::: Input rows

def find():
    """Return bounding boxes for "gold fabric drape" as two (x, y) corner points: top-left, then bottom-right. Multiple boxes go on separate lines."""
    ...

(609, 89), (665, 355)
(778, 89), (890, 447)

::::::

Goal ▸ Pull every line from the listing above and reproduce them unchanged.

The response ▸
def find():
    """Return bounding boxes for "gold fabric drape" as two (x, y) corner points: top-left, then bottom-right. Multiple boxes go on separate lines."""
    ...

(609, 89), (665, 355)
(778, 89), (890, 447)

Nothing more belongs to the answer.